=== WORK INSTRUCTIONS ===
1. Answer these questions from the API design text:
(a) In a JTAPI environment, what is the system service built on?
(b) A server for JTAPI Media applications may also support applications written to which standard and language?
(c) In the call routing example, which application can the caller choose to jump to?
2. Set down the API design text word for word, starting at the words "The client applications may be written/developed by" and stopping after "(probably incompatible) frameworks.".

=== SOURCE DOCUMENT ===

The major characteristics, assumptions, and design points of the API are as follows:
This API is designed for applications that operate within a managed framework for call processing. For example,
and many others.
The ECTF architecture defines an environment in which call processing is managed and centralized. In such an environment, media service applications are written to assume that call processing is delegated to a system service (the diagram in section 1.1) that handles:
Note that the "central control" can be as extensive as a million dollar call canter manager, or as small as a simple scheme to share access to the radio link of a cell phone.
In a JTAPI environment, this system service is built on the JTAPI Core and extension packages.
The client applications may be written/developed by different software vendors, and integrated into the enterprise/server framework by some administrative agency. At issue is providing enough of the common framework components (for resource management and call control) so that all application vendors do not attempt to create their own (probably incompatible) frameworks.
Currently, this means that the API encourages a view of application and system architecture where all applications follow common conventions/protocols for binding and releasing calls, requesting and releasing media/DSP resources.
An example is a call routing application that provides the caller an option to jump to the voice mail application. The voice mail application might be provided by a different vendor than the site-specific routing application. Ultimately, the ECTF architecture will ensure (encourage) that applications look enough alike that they can be installed and managed homogeneously.
This API is designed to allow distribution of the applications and implementation across processes and or networks. The implementation may contain servers that contain and manage the telephony and DSP equipment used by a plurality of client applications. Therefore, the API is designed to allow the delegation of transactions and services to the server to avoid lots of low level network traffic. Fine-grain operations are also possible and useful for non-distributed applications where network or processor latencies are not an issue.
The transactions and services are defined to enhance the experience of the remote/telephonic user, primarily by reducing the latency that would be otherwise introduced if all events and reactions must transit from the resource provider/server to the application and back to the server. Such timing issues are typically not an issue for single user and single line (desktop) systems, but when scaling to hundreds of lines and multiple applications it becomes desirable or necessary to download the common user interaction logic to the server and potentially to the line interface board.
Several examples are as follows:
All of this notwithstanding, the client application is empowered to get all events, and insert itself into the flow of control.
The client applications may be written/developed in different programming languages. In particular, a server for JTAPI Media applications may also be supporting ECTF S.100 C language applications. Furthermore, a Java application may need to invoke an application for a call that is written in another API and these applications may need to share data. This requires that certain data and control structures be represented in a form compatible with other applications in other languages.

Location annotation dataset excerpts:
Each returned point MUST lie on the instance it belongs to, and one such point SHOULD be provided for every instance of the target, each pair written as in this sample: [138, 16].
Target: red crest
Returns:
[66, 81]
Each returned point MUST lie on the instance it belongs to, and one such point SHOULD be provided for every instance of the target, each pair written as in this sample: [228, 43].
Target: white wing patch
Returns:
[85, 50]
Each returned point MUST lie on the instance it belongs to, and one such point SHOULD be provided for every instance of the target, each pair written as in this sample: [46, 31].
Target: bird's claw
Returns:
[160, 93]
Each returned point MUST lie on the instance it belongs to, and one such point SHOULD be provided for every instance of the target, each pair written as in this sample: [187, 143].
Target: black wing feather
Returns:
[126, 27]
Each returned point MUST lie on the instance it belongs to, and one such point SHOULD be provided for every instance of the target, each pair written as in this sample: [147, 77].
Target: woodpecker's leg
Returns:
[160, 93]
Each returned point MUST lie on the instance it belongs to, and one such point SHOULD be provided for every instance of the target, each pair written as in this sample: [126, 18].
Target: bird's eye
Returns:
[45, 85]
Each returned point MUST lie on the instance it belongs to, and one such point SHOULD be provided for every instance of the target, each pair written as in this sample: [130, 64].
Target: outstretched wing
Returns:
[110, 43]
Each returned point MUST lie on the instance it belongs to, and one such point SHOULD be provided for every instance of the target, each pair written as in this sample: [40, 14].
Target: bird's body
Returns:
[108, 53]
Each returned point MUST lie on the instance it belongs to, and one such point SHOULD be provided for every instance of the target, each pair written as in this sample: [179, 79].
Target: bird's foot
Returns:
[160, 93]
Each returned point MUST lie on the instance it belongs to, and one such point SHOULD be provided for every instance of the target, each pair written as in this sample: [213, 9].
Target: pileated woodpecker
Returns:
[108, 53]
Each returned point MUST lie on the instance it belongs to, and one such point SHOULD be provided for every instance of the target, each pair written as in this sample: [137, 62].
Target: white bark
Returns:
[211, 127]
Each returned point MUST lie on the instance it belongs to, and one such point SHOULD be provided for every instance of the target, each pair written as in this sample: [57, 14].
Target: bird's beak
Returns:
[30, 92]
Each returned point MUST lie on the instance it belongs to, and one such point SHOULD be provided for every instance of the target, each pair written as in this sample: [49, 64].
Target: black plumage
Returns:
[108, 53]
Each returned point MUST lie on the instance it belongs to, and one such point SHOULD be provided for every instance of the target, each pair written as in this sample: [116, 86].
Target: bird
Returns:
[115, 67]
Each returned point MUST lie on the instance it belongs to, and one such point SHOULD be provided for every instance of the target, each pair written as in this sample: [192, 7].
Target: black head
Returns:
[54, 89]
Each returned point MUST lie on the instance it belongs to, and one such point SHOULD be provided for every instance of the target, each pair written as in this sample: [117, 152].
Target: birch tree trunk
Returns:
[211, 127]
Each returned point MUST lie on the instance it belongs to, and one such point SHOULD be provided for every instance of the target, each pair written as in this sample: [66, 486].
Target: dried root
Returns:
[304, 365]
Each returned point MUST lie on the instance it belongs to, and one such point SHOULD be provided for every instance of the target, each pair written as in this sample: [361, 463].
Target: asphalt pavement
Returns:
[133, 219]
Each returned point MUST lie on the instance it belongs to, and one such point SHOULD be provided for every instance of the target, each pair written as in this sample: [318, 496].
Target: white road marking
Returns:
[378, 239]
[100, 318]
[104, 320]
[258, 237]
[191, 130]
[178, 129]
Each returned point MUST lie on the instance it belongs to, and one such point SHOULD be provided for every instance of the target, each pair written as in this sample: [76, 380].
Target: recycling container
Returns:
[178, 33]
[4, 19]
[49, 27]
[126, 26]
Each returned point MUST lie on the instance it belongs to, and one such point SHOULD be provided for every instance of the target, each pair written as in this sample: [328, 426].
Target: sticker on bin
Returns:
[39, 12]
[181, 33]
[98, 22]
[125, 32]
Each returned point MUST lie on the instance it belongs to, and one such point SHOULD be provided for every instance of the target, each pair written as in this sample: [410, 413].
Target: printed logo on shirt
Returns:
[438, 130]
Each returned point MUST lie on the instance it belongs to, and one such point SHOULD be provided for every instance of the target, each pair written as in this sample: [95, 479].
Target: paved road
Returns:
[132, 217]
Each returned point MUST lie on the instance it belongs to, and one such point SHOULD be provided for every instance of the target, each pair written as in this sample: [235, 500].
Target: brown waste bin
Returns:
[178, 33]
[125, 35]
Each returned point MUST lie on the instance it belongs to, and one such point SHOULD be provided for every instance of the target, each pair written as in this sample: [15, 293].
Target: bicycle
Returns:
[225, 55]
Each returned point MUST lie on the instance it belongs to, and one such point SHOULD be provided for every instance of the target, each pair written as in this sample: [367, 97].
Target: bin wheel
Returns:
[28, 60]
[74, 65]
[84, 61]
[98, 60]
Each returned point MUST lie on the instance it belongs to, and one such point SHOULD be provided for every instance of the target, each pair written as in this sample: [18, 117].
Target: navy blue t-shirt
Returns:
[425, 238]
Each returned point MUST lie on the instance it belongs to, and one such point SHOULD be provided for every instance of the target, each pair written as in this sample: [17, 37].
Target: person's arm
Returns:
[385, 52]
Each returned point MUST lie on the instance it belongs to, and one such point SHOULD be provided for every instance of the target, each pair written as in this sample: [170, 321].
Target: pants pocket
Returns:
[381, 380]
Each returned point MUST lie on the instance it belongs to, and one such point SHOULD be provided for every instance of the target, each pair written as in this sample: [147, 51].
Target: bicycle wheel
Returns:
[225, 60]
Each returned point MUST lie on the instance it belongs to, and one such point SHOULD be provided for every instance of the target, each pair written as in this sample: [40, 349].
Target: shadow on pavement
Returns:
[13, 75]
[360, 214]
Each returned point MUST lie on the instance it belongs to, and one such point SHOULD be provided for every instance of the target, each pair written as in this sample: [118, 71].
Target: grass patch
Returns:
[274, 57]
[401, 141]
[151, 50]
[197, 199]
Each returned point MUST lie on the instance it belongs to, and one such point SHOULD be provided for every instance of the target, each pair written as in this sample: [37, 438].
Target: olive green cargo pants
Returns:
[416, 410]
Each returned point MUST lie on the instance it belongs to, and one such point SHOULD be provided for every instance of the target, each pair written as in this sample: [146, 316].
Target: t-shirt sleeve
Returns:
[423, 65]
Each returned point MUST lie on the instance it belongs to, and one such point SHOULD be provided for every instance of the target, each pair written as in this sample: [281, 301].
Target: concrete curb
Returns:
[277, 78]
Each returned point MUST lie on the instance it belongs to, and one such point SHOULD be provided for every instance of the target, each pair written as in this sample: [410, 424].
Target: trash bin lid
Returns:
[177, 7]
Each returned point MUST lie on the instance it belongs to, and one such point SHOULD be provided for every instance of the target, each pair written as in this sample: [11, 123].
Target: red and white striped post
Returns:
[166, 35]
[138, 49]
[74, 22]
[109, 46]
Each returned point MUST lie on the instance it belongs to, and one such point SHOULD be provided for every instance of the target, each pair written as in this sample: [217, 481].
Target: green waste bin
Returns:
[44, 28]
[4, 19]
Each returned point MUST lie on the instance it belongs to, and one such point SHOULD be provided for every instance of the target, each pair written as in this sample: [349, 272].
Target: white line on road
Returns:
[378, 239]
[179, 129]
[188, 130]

=== EXERCISE ANSWERS ===
1.
(a) The JTAPI Core and extension packages.
(b) ECTF S.100 C language applications.
(c) The voice mail application.

2.
The client applications may be written/developed by different software vendors, and integrated into the enterprise/server framework by some administrative agency. At issue is providing enough of the common framework components (for resource management and call control) so that all application vendors do not attempt to create their own (probably incompatible) frameworks.